On October 16, 1864, he was assigned the command of the Second Brigade, Fifteenth Division Ninth Army Corps, and remained in command of that brigade until March 6, 1865, when he resigned on account of sickness in his family. He was brevetted brigadier general of U.S. Volunteers, March 13, 1865, for conspicuous gallantry on the field of battle.

After the war

After the war he returned home and entered into the law office of his brother, Sullivan M. Cutcheon, in Ypsilanti. At the time, Sullivan was Speaker of the Michigan House of Representatives and later became U.S. Attorney for the Eastern District of Michigan. He entered the University of Michigan Law School in 1865 and graduated in March 1866. He was admitted to practice in Washtenaw County in January 1866. In the Spring of 1866 he was appointed the state agent of the Michigan Soldiers' Monumental Association. When the association was inaugurated, in 1865, addresses were made on that occasion by Gen. Cutcheon, Hon. Austin Blair, (Michigan's war governor), Hon. Jacob M. Howard and Gen. Orlando B. Wilcox. In this work he traveled all over the state, making appeals to the people and securing their aid in this grand undertaking. In fall 1866, he moved to Ionia to resume the practice of law. In July 1867, he moved to Manistee. He was appointed a member of the State Board of Railroad Commissioners, 1867-1883. In 1866 he was also appointed president of the Michigan Soldiers' Home Commission, Governor Henry H. Crapo. He served as a Presidential elector from Michigan in 1868, casting votes for the ticket of Ulysses S. Grant and Schuyler Colfax.[1]

He was elected to the Board of Regents of the University of Michigan in 1875 and served until 1883. He was the city attorney of Manistee, 1870–1873; prosecuting attorney of Manistee County in 1873 and 1874; and postmaster of Manistee, 1877-1883.

In 1882, Cutcheon was elected as a Republican from Michigan's 9th congressional district to the 49th Congress. He was re-elected to the three succeeding Congresses, serving from March 4, 1883 to March 3, 1891. He served as chairman, Committee on Military Affairs in the 51st Congress. In 1890, Cutcheon lost to Democrat Harrison H. Wheeler in the general election.

----

=== Exercises to complete ===
1/ Summarize the passage about Cutcheon in three sentences.
2/ Write out the part of the passage about Cutcheon word for word, starting with "He was elected" and going on through "of Manistee, 1877-1883.".
The lines that follow are separate material and are not part of the passage about Cutcheon.

=== Recorded data ===

----

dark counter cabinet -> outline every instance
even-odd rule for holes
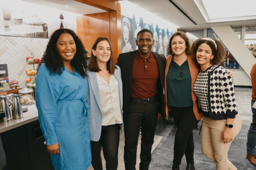
[[[5,153],[4,170],[53,170],[38,120],[1,133]]]

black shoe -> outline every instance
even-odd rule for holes
[[[179,170],[179,165],[173,165],[172,170]]]
[[[193,163],[188,163],[187,164],[187,168],[186,170],[195,170]]]

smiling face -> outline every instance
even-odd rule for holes
[[[172,51],[174,55],[180,55],[185,54],[186,42],[180,36],[175,36],[171,42]]]
[[[127,43],[129,41],[129,29],[126,25],[124,26],[123,28],[123,36],[125,42]]]
[[[96,50],[92,49],[92,51],[96,56],[98,64],[104,63],[106,64],[110,59],[111,49],[108,42],[106,40],[99,42],[96,46]]]
[[[148,54],[155,43],[151,34],[150,32],[141,32],[136,40],[139,52],[143,55]]]
[[[70,63],[77,52],[77,46],[74,39],[68,33],[59,36],[56,43],[56,48],[64,63]]]
[[[196,59],[201,69],[204,70],[211,65],[211,60],[213,58],[213,51],[210,46],[204,43],[198,46],[196,54]]]

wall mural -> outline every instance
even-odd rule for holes
[[[48,38],[60,28],[76,31],[76,14],[19,0],[0,4],[0,35]]]
[[[177,29],[175,28],[160,27],[157,22],[149,23],[144,21],[142,17],[134,14],[121,15],[122,26],[122,52],[131,51],[138,49],[135,40],[137,34],[142,29],[148,29],[154,34],[155,44],[151,51],[164,55],[167,54],[167,46],[169,39]]]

----

=== Answers to the problems ===
1/ Cutcheon commanded the Second Brigade, Fifteenth Division Ninth Army Corps, from October 16, 1864, until he resigned on March 6, 1865, because of sickness in his family, and he was brevetted brigadier general of U.S. Volunteers for conspicuous gallantry. After the war he studied law in his brother's office and at the University of Michigan Law School, practiced law in Ionia and then Manistee, and served as Manistee's city attorney, prosecuting attorney and postmaster as well as a University of Michigan regent. Elected as a Republican in 1882, he served in Congress from March 4, 1883, to March 3, 1891, chaired the Committee on Military Affairs in the 51st Congress, and lost to Democrat Harrison H. Wheeler in 1890.

2/
He was elected to the Board of Regents of the University of Michigan in 1875 and served until 1883. He was the city attorney of Manistee, 1870–1873; prosecuting attorney of Manistee County in 1873 and 1874; and postmaster of Manistee, 1877-1883.